-- Start --

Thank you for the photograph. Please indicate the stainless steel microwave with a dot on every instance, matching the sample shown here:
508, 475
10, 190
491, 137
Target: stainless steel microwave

-- End --

* [THE PROBLEM]:
Return each line of the items above verbatim, leaving every character unchanged.

* [SOLUTION]:
Thank you for the photograph. Please indicate the stainless steel microwave with a dot on every instance, matching the sample shown here:
508, 475
10, 190
491, 137
Target: stainless steel microwave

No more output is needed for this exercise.